**Objective:** The entries below are to be transcribed in full, without their images.

(begin)

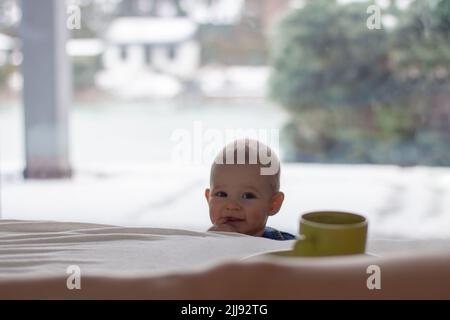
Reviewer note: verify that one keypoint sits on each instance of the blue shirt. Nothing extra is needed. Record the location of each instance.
(274, 234)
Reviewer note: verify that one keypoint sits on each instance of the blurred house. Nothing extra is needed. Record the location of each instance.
(147, 57)
(166, 45)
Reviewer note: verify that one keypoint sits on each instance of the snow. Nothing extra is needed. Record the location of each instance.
(398, 202)
(236, 81)
(6, 43)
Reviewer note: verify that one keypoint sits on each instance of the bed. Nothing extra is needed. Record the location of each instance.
(38, 259)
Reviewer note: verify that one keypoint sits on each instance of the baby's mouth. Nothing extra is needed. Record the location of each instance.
(231, 219)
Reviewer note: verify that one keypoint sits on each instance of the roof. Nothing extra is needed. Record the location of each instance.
(144, 30)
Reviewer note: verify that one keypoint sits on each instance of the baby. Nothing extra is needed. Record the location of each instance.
(245, 190)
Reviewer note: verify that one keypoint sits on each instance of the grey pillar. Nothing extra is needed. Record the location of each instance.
(47, 88)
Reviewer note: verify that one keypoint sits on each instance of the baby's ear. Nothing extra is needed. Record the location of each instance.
(277, 201)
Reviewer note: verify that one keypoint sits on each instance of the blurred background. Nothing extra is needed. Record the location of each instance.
(362, 107)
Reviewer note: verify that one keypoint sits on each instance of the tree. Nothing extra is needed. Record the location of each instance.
(361, 95)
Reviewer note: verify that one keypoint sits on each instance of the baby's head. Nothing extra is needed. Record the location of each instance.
(244, 187)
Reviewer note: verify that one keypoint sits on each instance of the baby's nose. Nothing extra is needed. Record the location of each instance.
(233, 205)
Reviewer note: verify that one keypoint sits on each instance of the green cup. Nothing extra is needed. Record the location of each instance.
(331, 233)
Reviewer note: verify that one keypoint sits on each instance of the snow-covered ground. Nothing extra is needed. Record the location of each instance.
(399, 202)
(125, 176)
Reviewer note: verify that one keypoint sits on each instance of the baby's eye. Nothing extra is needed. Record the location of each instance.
(248, 195)
(220, 194)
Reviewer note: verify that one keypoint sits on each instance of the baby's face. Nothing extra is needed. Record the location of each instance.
(240, 198)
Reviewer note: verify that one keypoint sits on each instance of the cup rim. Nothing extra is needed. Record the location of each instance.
(304, 220)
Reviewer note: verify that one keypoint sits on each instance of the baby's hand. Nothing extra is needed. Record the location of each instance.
(222, 227)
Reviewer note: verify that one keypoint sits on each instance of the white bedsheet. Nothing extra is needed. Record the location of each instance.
(149, 263)
(44, 248)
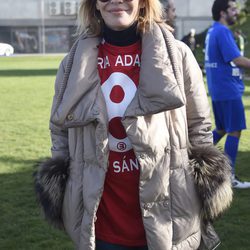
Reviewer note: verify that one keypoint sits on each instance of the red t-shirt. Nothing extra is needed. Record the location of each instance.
(119, 219)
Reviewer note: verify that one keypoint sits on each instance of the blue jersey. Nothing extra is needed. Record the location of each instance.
(224, 78)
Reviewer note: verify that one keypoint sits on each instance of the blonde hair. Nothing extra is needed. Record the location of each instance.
(91, 22)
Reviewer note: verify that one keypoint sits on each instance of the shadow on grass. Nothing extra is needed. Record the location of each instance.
(28, 72)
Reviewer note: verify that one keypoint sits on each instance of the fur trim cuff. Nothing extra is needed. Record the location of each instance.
(212, 173)
(50, 181)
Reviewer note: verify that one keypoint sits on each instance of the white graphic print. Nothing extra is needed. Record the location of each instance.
(118, 91)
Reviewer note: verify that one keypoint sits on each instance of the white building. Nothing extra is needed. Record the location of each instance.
(37, 26)
(194, 14)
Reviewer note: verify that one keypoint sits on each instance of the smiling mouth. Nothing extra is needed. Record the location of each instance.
(117, 10)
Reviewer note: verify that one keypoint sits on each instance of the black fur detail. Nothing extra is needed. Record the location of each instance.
(212, 173)
(50, 181)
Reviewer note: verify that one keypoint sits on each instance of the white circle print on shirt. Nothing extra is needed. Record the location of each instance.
(118, 90)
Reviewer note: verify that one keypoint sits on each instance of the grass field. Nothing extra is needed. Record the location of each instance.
(26, 89)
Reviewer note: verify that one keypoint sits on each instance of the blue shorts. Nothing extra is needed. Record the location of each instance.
(102, 245)
(229, 115)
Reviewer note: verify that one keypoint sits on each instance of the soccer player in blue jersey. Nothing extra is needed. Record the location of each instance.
(223, 62)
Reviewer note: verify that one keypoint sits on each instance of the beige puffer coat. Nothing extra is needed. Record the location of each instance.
(169, 111)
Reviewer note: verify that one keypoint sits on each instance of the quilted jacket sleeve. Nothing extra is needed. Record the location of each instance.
(59, 135)
(197, 106)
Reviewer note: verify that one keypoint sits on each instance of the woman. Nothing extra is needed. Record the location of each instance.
(129, 99)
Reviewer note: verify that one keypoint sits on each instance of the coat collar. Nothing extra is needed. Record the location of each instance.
(158, 90)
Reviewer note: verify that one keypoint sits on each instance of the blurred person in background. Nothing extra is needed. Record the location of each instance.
(131, 138)
(223, 63)
(190, 40)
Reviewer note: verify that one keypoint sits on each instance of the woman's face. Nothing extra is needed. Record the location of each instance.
(119, 14)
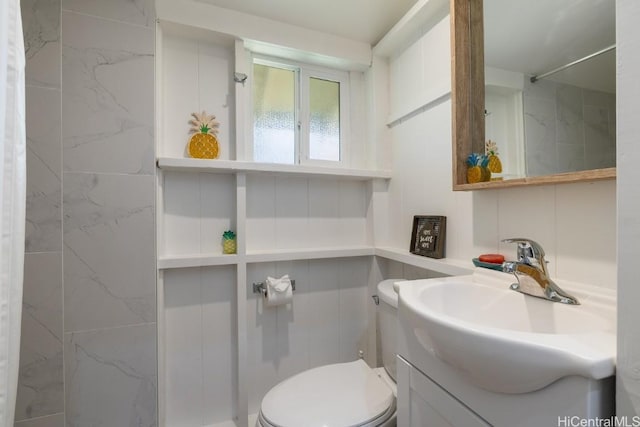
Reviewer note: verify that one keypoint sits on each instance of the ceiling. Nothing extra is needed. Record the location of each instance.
(526, 36)
(361, 20)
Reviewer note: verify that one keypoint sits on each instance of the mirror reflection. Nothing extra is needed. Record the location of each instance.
(563, 120)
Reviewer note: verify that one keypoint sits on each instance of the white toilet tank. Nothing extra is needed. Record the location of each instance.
(387, 318)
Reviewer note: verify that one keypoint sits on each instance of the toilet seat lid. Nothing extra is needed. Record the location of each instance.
(344, 394)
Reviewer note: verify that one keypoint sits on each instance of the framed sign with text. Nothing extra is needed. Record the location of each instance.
(428, 236)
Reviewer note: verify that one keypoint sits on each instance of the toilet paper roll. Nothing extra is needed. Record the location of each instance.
(279, 291)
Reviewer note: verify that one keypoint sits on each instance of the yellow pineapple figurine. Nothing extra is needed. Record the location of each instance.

(end)

**Output for this exercise:**
Reviewer note: verify that one keypoint sits on each instance of the blue shirt. Nothing extra is needed. Record the location of each instance.
(274, 234)
Reviewer note: verify that one keypoint sits on each instance of the blurred house. Nothing extra is needed. Record the location of each instance.
(147, 57)
(166, 45)
Reviewer note: verify that one keypoint sits on each instance of the snow. Nothing extra is needed. Record the location of each instance.
(398, 202)
(236, 81)
(6, 43)
Reviewer note: verify that one keypoint sits on each instance of the bed. Nothing extra is needed. Record the location of each instance.
(38, 259)
Reviewer note: verify that one keypoint sits on each instance of the baby's mouth. Nothing extra is needed. Record the location of each instance.
(231, 219)
Reviewer note: verify that one keypoint sits on each instance of the roof. Nothing extra is needed. Record the location of each instance.
(144, 30)
Reviewer note: verify that one keypoint sits on each instance of the baby. Nothing extra is needed. Record the location of each instance.
(245, 190)
Reviewer note: verify that one keypoint sits on each instance of the grey pillar. Nothing extra is needed. Record the location of each instance.
(47, 88)
Reviewer note: verify that one keypoint sits on each instance of the baby's ear. Nothing extra is needed. Record the location of each instance.
(277, 201)
Reviewer note: verify that one keypoint sits on each instance of the blurred background. Nothing extra is needed. Record the location of each instance.
(362, 107)
Reviewer note: verify that one keypoint sits on each instance of the tree. Nothing extra is needed. Record the location of each instance.
(361, 95)
Reviewer note: verify that one keypoint sits on each instance of the baby's head. Nothing extra is needed. Record the location of each instance.
(244, 187)
Reviewer note: verify that one keypoint sits on each instance of the baby's nose. Nothing extra is needed. Record the location of each instance.
(233, 205)
Reviewer note: verify that one keypoint sits on each instance of the green cup. Nothing extra is needed. Record the location of each instance.
(331, 233)
Reviewer note: verify that one keypoint sits on each instance of the snow-covered ground. Nothing extra is needed. Record the location of each instance.
(399, 202)
(125, 176)
Reviewer note: verify that one keypoint sits on each instance of the baby's eye. Nothing extra is needed. Record the location of each instance.
(248, 195)
(220, 194)
Reviewer note: verify that one keypoint sits on each instance of the baby's face. Nothing extra is needed. Record the location of each instance.
(240, 198)
Reviewer note: verify that one keypoint sits on each instance of the cup rim. Nothing extra is needed. Record the location of each instance.
(304, 220)
Reviewer note: verify that one keypoint sits on each instance of the baby's hand. Nothing extra is needed. Record the location of each instance.
(222, 227)
Reviewer note: verify that one keypoint sits on each instance of the white bedsheet. Nothing extra is needed. Record the location of each instance.
(149, 263)
(44, 248)
Reviewer note: verify that one keypoint sits on each instance of the red t-shirt. Nothing extra is needed. Record the location of each instance.
(119, 219)
Reviewer note: verify that one keypoint sits on each instance of the blue jersey. Nothing extra is needed. Record the location of each instance.
(224, 78)
Reviewer note: verify that one keypoint sits on each instance of the blonde hair. Nothing extra is needed. Record the location of each instance.
(91, 22)
Reviewer note: verify that one keypoint sits on each instance of the shadow on grass. Nothing extra is needed. Record the location of each instance.
(28, 72)
Reviewer note: verify that one keypoint sits on each instance of the fur trim cuff. Nothing extra is needed. Record the location of each instance.
(212, 173)
(50, 181)
Reviewer note: verify that one keypoint sits on each instance of the white graphic print. Nothing extra is needed. Record the location of each instance.
(118, 91)
Reviewer note: verify that one keypoint sits on each instance of the white building. Nothing extra is needed. Record the location of each instance.
(37, 26)
(194, 14)
Reviewer note: verify that one keypoint sits on each instance of the smiling mouth. Nothing extra is needed. Record the location of each instance.
(117, 10)
Reviewer note: verify that one keypoint sits on each instance of the black fur detail. Nothing extra is needed. Record the location of each instance.
(212, 173)
(50, 181)
Reviewer note: verify that one keypoint sits on each instance of the white circle print on shirt. Nothing extra is needed. Record the location of each instance.
(118, 90)
Reviewer note: verify that one keypoint sits on each instance of the grass field. Nothing extra is needed. Record the location of each instance.
(26, 89)
Reviewer note: verify that one keypoint sits on each instance of the blue shorts. Nothing extra is needed. Record the location of each instance.
(102, 245)
(229, 115)
Reviewer note: verify that one keypoint sits on each instance of the soccer player in blue jersey. Nothing extra is needed. Record the location of each instance.
(223, 62)
Reviewer note: verify that one keypoint sits on each instance of the beige puffer coat. Nothing extra is needed. Record the location of each instance.
(169, 111)
Reviewer note: verify that one keypoint sits on each instance of the quilted jacket sleeve. Nothing extra is needed. Record the location of each instance.
(59, 135)
(197, 106)
Reviewer note: verify that one keypoint sits on each instance of the woman. Nothing extra is needed. Record the location of each instance.
(129, 99)
Reviewer note: verify that one keypoint sits on each instance of the coat collar. Nothing extra is needed. Record the location of each instance.
(158, 90)
Reviewer note: verify that one keypoint sits on each instance of the blurred person in background. Nothing extra is needed. Record the location of each instance.
(131, 138)
(223, 63)
(190, 40)
Reviewer note: verify that one keypoint sits on each instance of the woman's face. Nothing extra is needed. Record the location of each instance.
(119, 14)
Reviewer note: verify that one keypoint sits on each instance of the ceiling. Nothing extra is needed. Record the location of each instance.
(526, 36)
(361, 20)
Reviewer note: verify that one keypoint sits on each instance of the mirror reflection. Nothing extra is needed. Record the location of each instance.
(563, 120)
Reviewer note: verify that one keypoint sits on each instance of the white toilet tank. Nothing extra is needed. Record the location of each instance.
(387, 318)
Reviewer note: verify that one keypoint sits on each instance of the toilet seat lid. Nothing extra is needed. Record the location of each instance.
(344, 394)
Reviewer note: verify that one keypoint sits on each instance of the framed sign with text. Nothing extra is needed. Record the location of each instance.
(428, 236)
Reviewer note: verify that one keypoint sits on each instance of the toilet paper roll. Nothing extra is needed. Record the location of each instance.
(279, 291)
Reviewer note: verify that one keypoint sits on each instance of the yellow pineapple figurine. Nothing extra is needed. Record the location of each instance.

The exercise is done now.